PROBLEM DESCRIPTION: Wherever the word "Annotation" occurs in the listing, copy the whole line.

** AVAILABLE DATA follows **

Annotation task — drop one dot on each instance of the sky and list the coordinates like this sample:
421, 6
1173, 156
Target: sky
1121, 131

** End of AVAILABLE DATA **
** AVAILABLE DATA follows **

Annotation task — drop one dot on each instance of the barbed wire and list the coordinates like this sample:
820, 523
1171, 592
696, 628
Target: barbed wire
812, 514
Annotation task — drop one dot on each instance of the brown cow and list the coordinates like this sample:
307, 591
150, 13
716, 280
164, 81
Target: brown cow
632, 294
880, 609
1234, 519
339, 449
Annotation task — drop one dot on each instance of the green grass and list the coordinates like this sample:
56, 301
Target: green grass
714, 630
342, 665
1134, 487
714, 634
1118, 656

** End of AVAILABLE DATA **

RESPONSE TO THE TASK:
Annotation task — drop one dot on each instance of the sky and list the coordinates like this sample:
Annotation task — drop one dot on each instance of the barbed wire and list the coordinates like this sample:
Annotation task — drop one dot on each instance of the brown cow and list the coordinates like this sample:
Annotation task — drop one dot on each instance of the green grass and list the coordinates like this sample:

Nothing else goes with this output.